__Exercise task__: Treat the line containing "of the brown" as the first line and the final line of the material below as the last; reproduce that range exactly.

__Working data__:
- - -

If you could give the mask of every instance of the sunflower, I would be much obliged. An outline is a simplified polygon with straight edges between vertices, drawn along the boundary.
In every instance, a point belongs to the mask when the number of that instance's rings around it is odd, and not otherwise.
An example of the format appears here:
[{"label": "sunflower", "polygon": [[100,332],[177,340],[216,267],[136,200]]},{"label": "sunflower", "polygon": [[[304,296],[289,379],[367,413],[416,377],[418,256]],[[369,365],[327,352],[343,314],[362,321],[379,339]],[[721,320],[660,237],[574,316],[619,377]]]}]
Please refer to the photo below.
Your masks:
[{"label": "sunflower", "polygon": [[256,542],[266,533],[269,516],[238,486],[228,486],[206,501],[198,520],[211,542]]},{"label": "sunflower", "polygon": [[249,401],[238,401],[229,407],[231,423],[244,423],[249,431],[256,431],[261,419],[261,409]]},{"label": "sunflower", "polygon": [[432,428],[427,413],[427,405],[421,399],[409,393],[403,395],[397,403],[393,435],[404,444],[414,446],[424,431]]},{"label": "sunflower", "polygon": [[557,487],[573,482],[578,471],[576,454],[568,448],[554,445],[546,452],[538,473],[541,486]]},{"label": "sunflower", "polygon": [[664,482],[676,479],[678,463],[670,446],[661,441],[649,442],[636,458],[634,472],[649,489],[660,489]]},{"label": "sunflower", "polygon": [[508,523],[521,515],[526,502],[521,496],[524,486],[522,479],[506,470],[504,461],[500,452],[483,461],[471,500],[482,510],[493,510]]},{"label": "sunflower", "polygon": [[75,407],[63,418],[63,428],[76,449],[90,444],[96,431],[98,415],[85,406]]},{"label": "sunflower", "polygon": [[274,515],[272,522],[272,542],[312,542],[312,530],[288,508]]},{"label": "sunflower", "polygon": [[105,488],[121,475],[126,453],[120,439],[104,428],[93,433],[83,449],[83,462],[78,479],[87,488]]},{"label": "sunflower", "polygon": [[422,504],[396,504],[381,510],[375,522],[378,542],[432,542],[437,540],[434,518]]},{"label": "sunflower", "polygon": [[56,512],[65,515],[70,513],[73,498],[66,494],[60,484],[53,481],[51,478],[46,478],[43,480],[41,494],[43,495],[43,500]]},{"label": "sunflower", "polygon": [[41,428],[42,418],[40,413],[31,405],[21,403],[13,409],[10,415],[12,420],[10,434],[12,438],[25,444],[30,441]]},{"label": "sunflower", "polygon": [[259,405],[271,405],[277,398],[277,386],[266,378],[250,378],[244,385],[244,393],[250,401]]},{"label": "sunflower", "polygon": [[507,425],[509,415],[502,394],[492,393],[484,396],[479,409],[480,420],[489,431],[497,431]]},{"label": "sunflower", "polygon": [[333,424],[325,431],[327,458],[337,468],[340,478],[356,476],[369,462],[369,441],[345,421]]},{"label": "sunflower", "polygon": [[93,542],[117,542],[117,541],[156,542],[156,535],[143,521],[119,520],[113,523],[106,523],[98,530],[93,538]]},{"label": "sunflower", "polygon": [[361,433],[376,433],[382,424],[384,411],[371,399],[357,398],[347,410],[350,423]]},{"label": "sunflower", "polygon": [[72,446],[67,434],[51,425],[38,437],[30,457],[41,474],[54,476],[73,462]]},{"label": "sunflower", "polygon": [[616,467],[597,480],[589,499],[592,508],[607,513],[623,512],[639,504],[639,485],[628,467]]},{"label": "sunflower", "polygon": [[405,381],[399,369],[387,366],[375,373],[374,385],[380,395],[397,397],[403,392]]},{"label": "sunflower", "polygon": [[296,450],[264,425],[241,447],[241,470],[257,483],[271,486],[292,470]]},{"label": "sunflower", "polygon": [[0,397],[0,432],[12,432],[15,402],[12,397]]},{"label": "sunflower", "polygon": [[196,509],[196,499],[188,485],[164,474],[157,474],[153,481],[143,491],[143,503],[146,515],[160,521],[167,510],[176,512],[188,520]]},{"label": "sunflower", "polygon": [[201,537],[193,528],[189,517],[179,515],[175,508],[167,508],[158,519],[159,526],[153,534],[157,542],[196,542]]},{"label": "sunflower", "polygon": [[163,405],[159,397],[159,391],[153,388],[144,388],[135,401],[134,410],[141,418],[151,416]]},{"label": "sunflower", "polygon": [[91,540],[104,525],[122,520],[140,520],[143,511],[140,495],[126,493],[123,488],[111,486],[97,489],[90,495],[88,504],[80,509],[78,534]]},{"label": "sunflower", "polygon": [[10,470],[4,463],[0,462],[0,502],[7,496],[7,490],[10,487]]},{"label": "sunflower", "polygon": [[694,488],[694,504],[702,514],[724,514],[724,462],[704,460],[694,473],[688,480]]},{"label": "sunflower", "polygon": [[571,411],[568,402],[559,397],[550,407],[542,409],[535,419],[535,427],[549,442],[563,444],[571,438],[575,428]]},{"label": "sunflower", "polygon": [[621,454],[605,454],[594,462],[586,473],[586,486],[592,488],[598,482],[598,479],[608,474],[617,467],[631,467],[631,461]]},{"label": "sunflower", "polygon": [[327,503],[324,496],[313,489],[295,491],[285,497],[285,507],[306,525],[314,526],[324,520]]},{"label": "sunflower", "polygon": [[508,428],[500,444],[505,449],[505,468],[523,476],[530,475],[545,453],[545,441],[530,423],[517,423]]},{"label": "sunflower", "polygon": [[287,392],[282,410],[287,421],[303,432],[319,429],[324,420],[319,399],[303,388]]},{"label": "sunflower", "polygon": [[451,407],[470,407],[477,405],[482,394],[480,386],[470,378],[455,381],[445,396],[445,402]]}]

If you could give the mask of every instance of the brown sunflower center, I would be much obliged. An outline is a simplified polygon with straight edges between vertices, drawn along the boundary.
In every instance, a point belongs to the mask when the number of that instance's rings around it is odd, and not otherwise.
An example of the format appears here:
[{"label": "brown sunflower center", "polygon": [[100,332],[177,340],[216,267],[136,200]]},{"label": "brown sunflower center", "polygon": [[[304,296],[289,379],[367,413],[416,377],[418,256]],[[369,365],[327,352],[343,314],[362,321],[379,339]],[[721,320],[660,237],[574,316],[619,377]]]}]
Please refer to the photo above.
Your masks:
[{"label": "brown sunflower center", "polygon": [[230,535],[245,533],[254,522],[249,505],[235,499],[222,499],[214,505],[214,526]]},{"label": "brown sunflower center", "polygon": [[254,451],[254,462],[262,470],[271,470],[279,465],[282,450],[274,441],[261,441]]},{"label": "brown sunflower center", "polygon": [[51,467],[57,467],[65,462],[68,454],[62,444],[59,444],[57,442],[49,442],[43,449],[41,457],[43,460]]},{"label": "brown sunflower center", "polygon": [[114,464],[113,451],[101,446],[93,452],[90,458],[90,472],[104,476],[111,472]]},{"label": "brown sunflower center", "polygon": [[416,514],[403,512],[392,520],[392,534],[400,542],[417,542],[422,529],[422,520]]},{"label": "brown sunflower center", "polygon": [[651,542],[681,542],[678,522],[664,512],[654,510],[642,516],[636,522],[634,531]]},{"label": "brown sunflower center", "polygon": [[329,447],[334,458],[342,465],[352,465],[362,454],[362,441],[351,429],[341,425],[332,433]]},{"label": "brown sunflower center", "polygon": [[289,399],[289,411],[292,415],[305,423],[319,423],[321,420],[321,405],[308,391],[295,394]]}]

- - -

__Finished exercise__:
If you could give the mask of every instance of the brown sunflower center, I would be much obliged. An outline is a simplified polygon with straight edges between vertices, drawn along the boundary.
In every instance, a point belongs to the mask when the number of that instance's rings around it is odd, and not otherwise.
An example of the format appears here:
[{"label": "brown sunflower center", "polygon": [[100,332],[177,340],[216,267],[136,200]]},{"label": "brown sunflower center", "polygon": [[[304,296],[289,379],[367,413],[416,377],[418,256]],[[369,365],[327,352],[343,314],[362,321],[379,339]],[[721,320],[660,237],[574,316],[619,377]]]}]
Please refer to the photo above.
Your masks:
[{"label": "brown sunflower center", "polygon": [[230,535],[245,533],[254,522],[249,505],[235,499],[222,499],[214,505],[214,526]]},{"label": "brown sunflower center", "polygon": [[254,451],[254,462],[262,470],[271,470],[279,465],[282,450],[274,441],[261,441]]},{"label": "brown sunflower center", "polygon": [[51,467],[57,467],[65,462],[68,454],[62,444],[59,444],[57,442],[49,442],[43,449],[41,457],[43,460]]},{"label": "brown sunflower center", "polygon": [[114,464],[113,451],[101,446],[93,452],[90,458],[90,472],[104,476],[111,472]]},{"label": "brown sunflower center", "polygon": [[416,514],[403,512],[392,520],[392,534],[400,542],[417,542],[422,529],[422,520]]},{"label": "brown sunflower center", "polygon": [[651,542],[681,542],[678,522],[664,512],[654,510],[642,516],[636,522],[634,531]]},{"label": "brown sunflower center", "polygon": [[329,447],[334,458],[342,465],[352,465],[362,454],[362,441],[351,429],[341,425],[332,433]]},{"label": "brown sunflower center", "polygon": [[289,399],[289,411],[292,415],[305,423],[319,423],[321,420],[321,405],[308,391],[295,394]]}]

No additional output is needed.